INSTRUCTIONS TO FOLLOW:
Set down each line of the data below exactly as it stands, dropping the pictures.

Dataset excerpts
::::::::
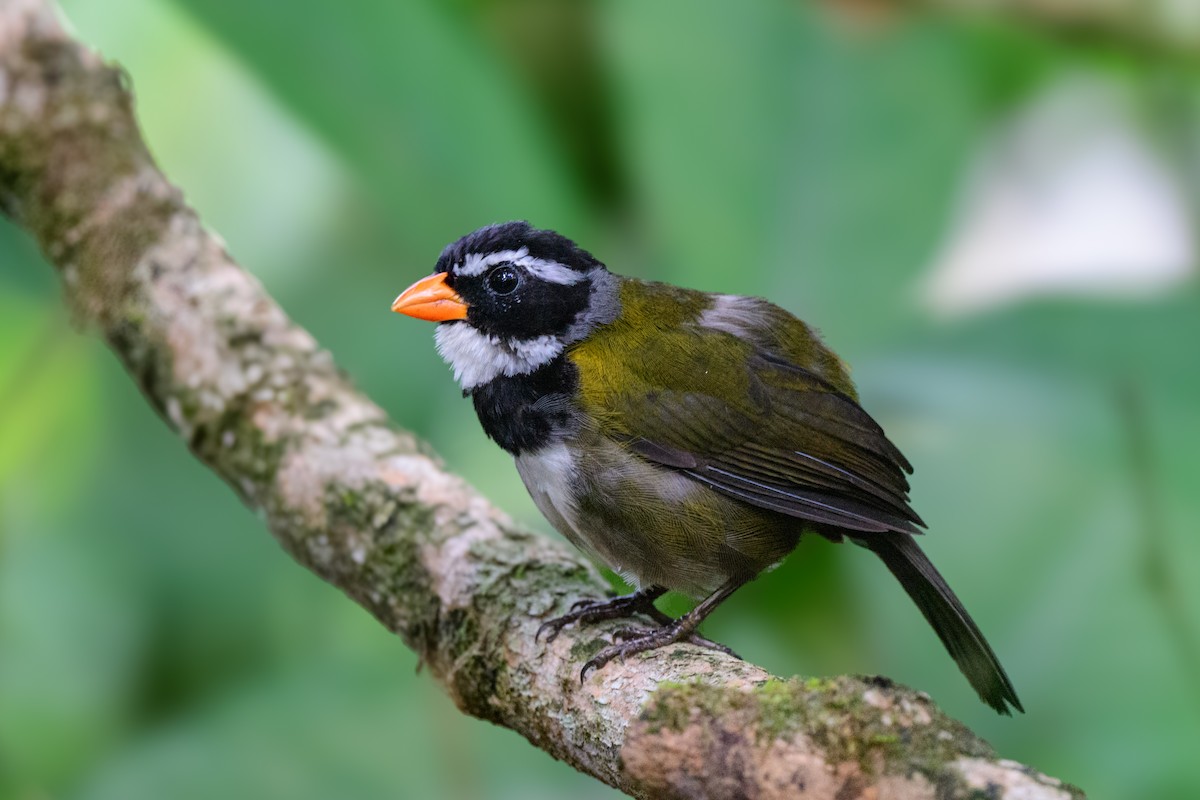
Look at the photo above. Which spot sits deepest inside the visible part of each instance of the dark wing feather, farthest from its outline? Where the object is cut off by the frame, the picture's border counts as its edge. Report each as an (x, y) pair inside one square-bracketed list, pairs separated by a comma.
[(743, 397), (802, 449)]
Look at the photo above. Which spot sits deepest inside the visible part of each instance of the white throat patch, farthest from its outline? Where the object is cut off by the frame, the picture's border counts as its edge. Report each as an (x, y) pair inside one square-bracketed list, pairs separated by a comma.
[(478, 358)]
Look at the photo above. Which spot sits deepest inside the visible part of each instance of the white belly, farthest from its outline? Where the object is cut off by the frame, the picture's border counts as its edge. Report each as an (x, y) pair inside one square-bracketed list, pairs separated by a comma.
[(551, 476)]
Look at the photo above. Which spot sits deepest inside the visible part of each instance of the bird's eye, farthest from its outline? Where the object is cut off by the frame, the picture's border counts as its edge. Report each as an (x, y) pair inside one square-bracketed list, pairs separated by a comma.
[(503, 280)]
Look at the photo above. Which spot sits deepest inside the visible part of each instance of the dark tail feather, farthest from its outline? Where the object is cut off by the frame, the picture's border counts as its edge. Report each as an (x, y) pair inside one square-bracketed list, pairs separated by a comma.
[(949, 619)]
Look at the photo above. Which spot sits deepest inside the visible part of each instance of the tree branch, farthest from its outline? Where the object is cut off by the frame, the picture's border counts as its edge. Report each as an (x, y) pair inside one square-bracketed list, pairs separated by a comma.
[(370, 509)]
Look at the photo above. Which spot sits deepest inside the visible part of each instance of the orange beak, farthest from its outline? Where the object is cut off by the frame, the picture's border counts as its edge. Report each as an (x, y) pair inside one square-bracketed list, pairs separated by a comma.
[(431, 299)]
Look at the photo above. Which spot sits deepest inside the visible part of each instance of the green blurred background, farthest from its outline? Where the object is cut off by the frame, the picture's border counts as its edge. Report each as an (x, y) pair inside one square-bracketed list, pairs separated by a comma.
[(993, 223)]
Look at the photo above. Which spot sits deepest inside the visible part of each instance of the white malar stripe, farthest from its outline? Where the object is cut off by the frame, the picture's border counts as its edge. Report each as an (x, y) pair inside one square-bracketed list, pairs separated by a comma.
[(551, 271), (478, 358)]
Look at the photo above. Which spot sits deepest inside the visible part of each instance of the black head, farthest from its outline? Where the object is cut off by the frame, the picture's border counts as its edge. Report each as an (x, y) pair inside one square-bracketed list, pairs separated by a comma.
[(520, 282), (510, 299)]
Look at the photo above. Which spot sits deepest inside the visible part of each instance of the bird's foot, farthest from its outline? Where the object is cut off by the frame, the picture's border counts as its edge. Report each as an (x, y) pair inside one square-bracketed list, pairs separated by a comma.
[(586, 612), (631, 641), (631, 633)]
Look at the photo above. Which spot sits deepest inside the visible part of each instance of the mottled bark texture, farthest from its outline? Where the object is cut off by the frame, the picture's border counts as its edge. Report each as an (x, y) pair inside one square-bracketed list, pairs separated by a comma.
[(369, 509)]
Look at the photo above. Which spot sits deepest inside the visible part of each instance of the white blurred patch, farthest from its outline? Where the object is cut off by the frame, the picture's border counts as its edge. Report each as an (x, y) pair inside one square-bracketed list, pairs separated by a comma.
::::::::
OUTPUT BELOW:
Look at the photo above. Which spot sits deepest inside the visible part of each instance of the dark wing feather, farthest from its outline? Where the object is cut off by the frame, the picture's border counts as its edge. Report each as an (x, y) pair inside one square-bracketed list, pairs separated by a comma.
[(743, 397), (802, 449)]
Look at the photo above. Which spot sits deepest inside the visible part of each instance of the white throat patch, farthest from its outline? Where the object is cut off by the frame, the picture's border counts as its edge. Report each as an (x, y) pair inside one square-bracketed list, pairs separated by a comma.
[(478, 358)]
Look at the photo above. Which spot sits deepest inside the visible part of each instance of the white belly, farthest from its outline? Where the object is cut off by the frame, the picture's border counts as its edge. Report each as an (x, y) pair inside one square-bracketed list, pairs separated by a comma.
[(551, 476)]
Look at the photo above. Which spot sits deepest inside the visible part of each instance of the bird's eye, farthest from its outline? Where the object is cut off by the frame, the picture's border counts as its edge. Report each as an (x, y) pair inside one square-bracketed list, pairs separated by a comma.
[(503, 280)]
Look at the photo above. Which spot sits deepest inside the visible part of each instance of the dark tail feather, farthest from its outline? Where the object is cut off by the frame, the picture's border counts as its edge. Report each as an (x, y) pair inside one square-bracketed list, pairs separated by a comma.
[(949, 619)]
Look at the photo above. Which spot sits deepest inside the visible part of each instance of the tree branch, farthest from its outline? Where the object is cut off by the frame, the picture's border counts as its edge. Report each as an (x, y) pair inside one square-bracketed list, pairs separated by a comma.
[(370, 509)]
Look at the photo above. Which spot sits deepest inside the visible part of each instance of the orange beak, farthest from its outline? Where the object is cut off by the frame, the picture's border counts as its edge. Report each as an (x, y) pair inside one square-bracketed list, pairs separated by a comma.
[(431, 299)]
Look at the photo above. Which spot sits deepest inside the visible part of each instance of the green blurred background, farthest from its outline? Where the object is cut off by the frame, the picture's border counts as its edge. Report each as an (x, y) pair inside one square-bracketed list, pairs separated by a comma.
[(993, 223)]
Look at the photo above. Which spot sits deepest inside the visible part of each instance of the white malar stripe, farthest from its outline? Where the object is cut off by the frame, the picture's border counts as its edge. Report each as an (x, y) pair inside one square-bracketed list, pairs separated by a comma.
[(551, 271), (478, 358)]
Look at the photo above. Which spot sits deepest inside the visible part of each instance of the black head, farthest from its outline? Where the object is cut off by the frame, the picture's border counts as its edge. Report each as an (x, y) pair inside one square-bracketed list, pairs separated by a comma.
[(520, 282), (510, 299)]
Look at the photo above. Which spot sits deepest inside the visible part of each instance of the bird's foot, farthest from its outline? Where the object is cut off by the frame, the picture's border counts as its edge. Report each as an (x, y) pair inside one square-bracketed list, pairs separated by a comma.
[(586, 612), (631, 641), (631, 633)]
Look at the photo above. Which spot sits deepest inside the visible part of each instance of the mottled bark texture, farthest from its outline? Where the object is cut off by the frame, the picture's border counts as its edge. Report each as an (x, y) pair inside one square-bracketed list, pairs separated by a comma.
[(369, 509)]
Look at the photo above. Which spot sits deepest inside the visible part of each instance of the white blurred patch, farthest from its outline? Where the object is cut off by the frame, the picture's border counts as its edge. Report each as an (x, y) pair inside one square-bracketed list, pairs separated by a comma.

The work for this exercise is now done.